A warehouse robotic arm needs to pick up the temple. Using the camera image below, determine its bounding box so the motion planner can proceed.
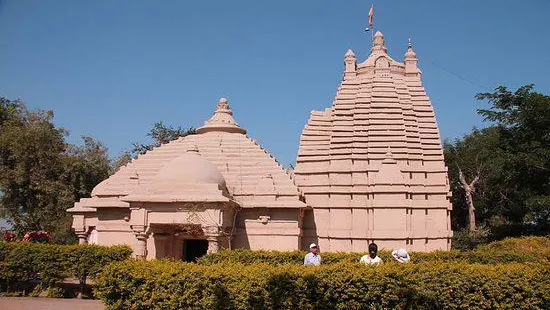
[68,32,452,261]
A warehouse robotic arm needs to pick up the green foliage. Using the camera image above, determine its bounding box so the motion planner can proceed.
[131,122,195,155]
[95,260,550,309]
[444,85,550,235]
[451,228,490,251]
[0,98,109,243]
[0,242,132,294]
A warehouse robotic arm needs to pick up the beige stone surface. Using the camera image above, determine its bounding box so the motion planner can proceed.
[68,32,452,259]
[294,32,452,251]
[0,297,105,310]
[69,98,305,258]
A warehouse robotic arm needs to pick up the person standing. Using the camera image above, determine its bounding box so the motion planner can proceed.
[359,243,383,266]
[304,243,321,266]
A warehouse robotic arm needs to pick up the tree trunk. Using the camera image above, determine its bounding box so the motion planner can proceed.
[465,189,476,232]
[458,167,479,233]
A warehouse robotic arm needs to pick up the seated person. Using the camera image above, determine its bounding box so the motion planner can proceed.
[391,249,411,263]
[304,243,321,266]
[359,243,382,266]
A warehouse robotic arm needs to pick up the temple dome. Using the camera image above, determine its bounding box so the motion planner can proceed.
[197,98,246,134]
[153,149,225,189]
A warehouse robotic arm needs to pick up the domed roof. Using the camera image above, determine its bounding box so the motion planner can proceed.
[153,148,225,189]
[405,38,416,59]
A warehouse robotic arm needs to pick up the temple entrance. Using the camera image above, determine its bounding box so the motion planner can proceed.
[182,239,208,262]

TASK GOAL: Set out the data as a numbered list, starting at the line containing "A warehouse robotic arm needs to pick up the beige" and running through the end, with blank lines left out.

WRITTEN REPLY:
1. A warehouse robotic arm needs to pick up the beige stone surface. Using the camera image above, determine its bounding box so the motion planner can proceed.
2. [68,32,452,259]
3. [294,32,452,251]
4. [0,297,105,310]
5. [69,98,305,258]
6. A warehouse robotic arm needs to pick up the person standing. Using the camera image above, determine its bounding box so the motion planner can proceed.
7. [359,243,383,266]
8. [304,243,321,266]
9. A warehouse robotic arm needs to pick up the tree trunk. Using the camera image above, determine its bounding box so the motion planner can proceed.
10. [465,189,476,232]
11. [458,167,479,233]
12. A warehouse robotic arm needs to pick up the seated person. Using the camera image above, determine its bounding box so the motion planner can proceed.
13. [391,249,411,263]
14. [304,243,321,266]
15. [359,243,382,266]
16. A warehouse robotic arm needs to pick up the temple dome. Using the camera image above, determine its bounding box so the motion planner can proceed.
17. [197,98,246,134]
18. [153,149,225,189]
19. A warehouse robotic arm needs to pick up the domed roof. Using the camera image above, determine its bounding box so the motion planner can proceed.
20. [153,148,225,189]
21. [405,38,416,59]
22. A warehouse robotic arm needs to pick up the temple entrance. Using the camera image above, determine its bounding box so the motion planner can proceed.
23. [182,239,208,262]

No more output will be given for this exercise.